BEGIN QUOTED PASSAGE

- Alur, Hassan Location in Karnataka, India
- Coordinates: 12°58′41″N 75°58′59″E﻿ / ﻿12.9780456°N 75.9830654°E
- Country: India
- State: Karnataka
- District: Hassan
- Region: Malenadu

Government
- • Body: Town Panchayath

Area
- • Town: 2 km^{2} (0.77 sq mi)
- • Rural: 420.92 km^{2} (162.52 sq mi)
- Elevation: 974 m (3,196 ft)

Population (2011)
- • Town: 6,541
- • Density: 3,300/km^{2} (8,500/sq mi)
- • Rural: 78,714

Languages
- • Official: Kannada
- Time zone: UTC+5:30 (IST)
- PIN: 573213
- Telephone code: 08170
- ISO 3166 code: IN-KA
- Vehicle registration: KA-46
- Website: www.alurtown.mrc.gov.in/en

= Alur, Hassan =

Alur also spelled as Alooru is a town panchayat and the taluk in Hassan district in the state of Karnataka, India. It is 14 km from Hassan City. Alur town is offset by 2 km from NH-75. Alur has a railway station, named "Alur Halt", located on Mangalore-Hassan-Mysore line. But no train stops at this station. Alur became a Full-fledged taluk in the year 1941.

END QUOTED PASSAGE

EXERCISE INSTRUCTIONS -> Reproduce, character for character, the portion of the Alur article that starts with the words "- • Rural: 78,714" and ends with "the year 1941.".

BEGIN GIVEN DATA

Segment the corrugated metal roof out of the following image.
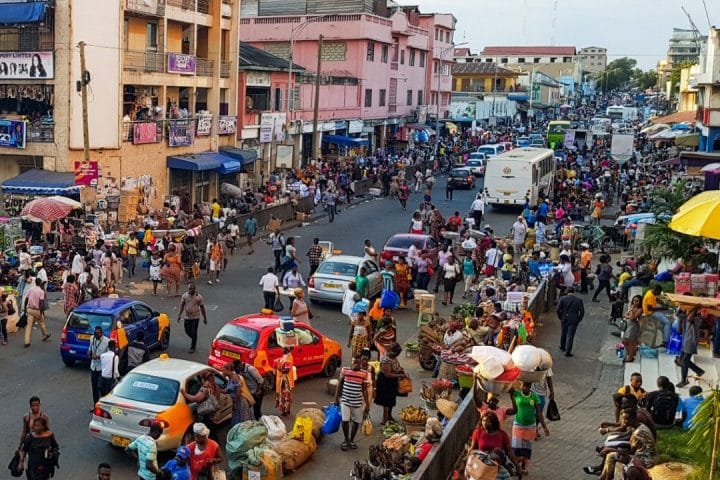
[239,42,305,72]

END GIVEN DATA

RESPONSE TO THIS EXERCISE ->
- • Rural: 78,714

Languages
- • Official: Kannada
- Time zone: UTC+5:30 (IST)
- PIN: 573213
- Telephone code: 08170
- ISO 3166 code: IN-KA
- Vehicle registration: KA-46
- Website: www.alurtown.mrc.gov.in/en

= Alur, Hassan =

Alur also spelled as Alooru is a town panchayat and the taluk in Hassan district in the state of Karnataka, India. It is 14 km from Hassan City. Alur town is offset by 2 km from NH-75. Alur has a railway station, named "Alur Halt", located on Mangalore-Hassan-Mysore line. But no train stops at this station. Alur became a Full-fledged taluk in the year 1941.